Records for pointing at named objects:
◆ ◆ ◆ ◆ ◆ ◆ ◆
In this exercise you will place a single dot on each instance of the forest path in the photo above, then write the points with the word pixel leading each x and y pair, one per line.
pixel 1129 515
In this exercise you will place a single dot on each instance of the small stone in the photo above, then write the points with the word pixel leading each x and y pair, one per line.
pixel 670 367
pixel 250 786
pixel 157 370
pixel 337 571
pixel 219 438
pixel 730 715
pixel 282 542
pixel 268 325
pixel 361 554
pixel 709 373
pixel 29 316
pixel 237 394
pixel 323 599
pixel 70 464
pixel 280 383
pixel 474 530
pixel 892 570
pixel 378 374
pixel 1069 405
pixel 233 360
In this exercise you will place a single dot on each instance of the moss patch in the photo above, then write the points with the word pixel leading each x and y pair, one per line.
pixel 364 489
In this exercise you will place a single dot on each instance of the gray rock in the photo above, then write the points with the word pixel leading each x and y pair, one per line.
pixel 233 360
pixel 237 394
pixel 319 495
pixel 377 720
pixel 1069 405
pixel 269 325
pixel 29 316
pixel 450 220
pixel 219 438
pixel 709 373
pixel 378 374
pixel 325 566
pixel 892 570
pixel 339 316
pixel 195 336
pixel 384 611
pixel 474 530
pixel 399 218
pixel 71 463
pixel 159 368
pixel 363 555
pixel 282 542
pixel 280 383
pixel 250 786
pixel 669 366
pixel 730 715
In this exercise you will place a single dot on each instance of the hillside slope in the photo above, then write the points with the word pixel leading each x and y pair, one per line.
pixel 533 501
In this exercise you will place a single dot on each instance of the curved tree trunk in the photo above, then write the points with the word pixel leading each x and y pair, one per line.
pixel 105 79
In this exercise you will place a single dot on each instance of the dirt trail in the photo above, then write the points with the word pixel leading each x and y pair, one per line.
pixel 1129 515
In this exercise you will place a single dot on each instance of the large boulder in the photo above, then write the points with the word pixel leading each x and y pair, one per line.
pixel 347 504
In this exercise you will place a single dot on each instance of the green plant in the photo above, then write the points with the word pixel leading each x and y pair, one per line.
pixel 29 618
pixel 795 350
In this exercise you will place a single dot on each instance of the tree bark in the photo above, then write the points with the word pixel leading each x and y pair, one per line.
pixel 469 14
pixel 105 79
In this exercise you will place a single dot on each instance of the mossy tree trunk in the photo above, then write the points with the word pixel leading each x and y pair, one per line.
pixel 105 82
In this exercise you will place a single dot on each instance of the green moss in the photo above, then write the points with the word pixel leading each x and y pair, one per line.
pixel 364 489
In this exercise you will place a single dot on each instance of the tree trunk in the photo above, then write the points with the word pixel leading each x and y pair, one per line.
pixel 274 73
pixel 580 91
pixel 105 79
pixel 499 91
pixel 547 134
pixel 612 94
◆ ◆ ◆ ◆ ◆ ◆ ◆
INSTRUCTION:
Substitute "small mark" for "single dot" in the lines from the one containing "of the hillside" through the end of the records, inclusive, leaving everything else unchanged. Give only those lines.

TASK ANSWER:
In this exercise you will place a small mark on each instance of the hillside slope in the photo above, then write the points with the word pixel leading each x and y pair, one per line.
pixel 533 501
In this exercise you will place a small mark on each instance of the curved tree trunk in the photo above, then write the points with the word pixel leading each x and y pair, one per line.
pixel 105 79
In this exercise you will place a small mark on each instance of the dirt trail in the photo above, then write the points with the word pixel leading each x and y pair, one per line.
pixel 1129 515
In this exercise you will place a small mark on each instance of the large boulder in the photo above, then write the points with the word pixel leading each x and y pair, one per line.
pixel 347 504
In this exercise you will place a small mark on each instance of the green plant in the photo above, then write the points with the word pixel leading each x and y pair, one per line.
pixel 29 618
pixel 795 350
In this exercise you will place a small mark on each instance of the tree bark in the photo above, then write the points with the word pixel leading each x and y pair, one per line.
pixel 469 14
pixel 105 79
In this exercise you will place a small mark on each instance of the mossy tree trunk in the photo above, then write the points with the word pixel leading each x and y pair, one per line.
pixel 105 82
In this exercise you will place a small mark on each instance of the green moss in the photo above, then write the points with the word pixel leading each x and y pair, one per line.
pixel 364 489
In this exercise you will place a small mark on each instance of the tree trunk in the photo above, then write the points with the word pixel leading each x and y pair, one per line.
pixel 274 73
pixel 580 91
pixel 105 79
pixel 499 91
pixel 547 134
pixel 612 94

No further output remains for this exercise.